▶ [Exercise directions] A word-for-word copy of the entries is needed, and it should contain no images.

--*--

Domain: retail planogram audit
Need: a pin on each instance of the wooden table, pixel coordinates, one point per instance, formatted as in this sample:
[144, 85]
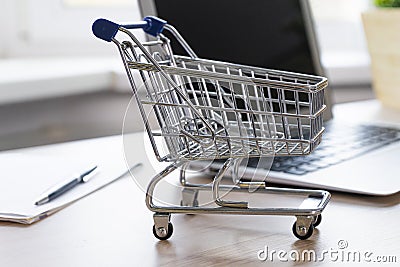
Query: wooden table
[113, 227]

--*--

▶ [Expected answer]
Domain: retail planogram audit
Need: a pin on each instance of the wooden table, pixel coordinates, one point per instance, formatted as in this sample:
[144, 85]
Query: wooden table
[113, 227]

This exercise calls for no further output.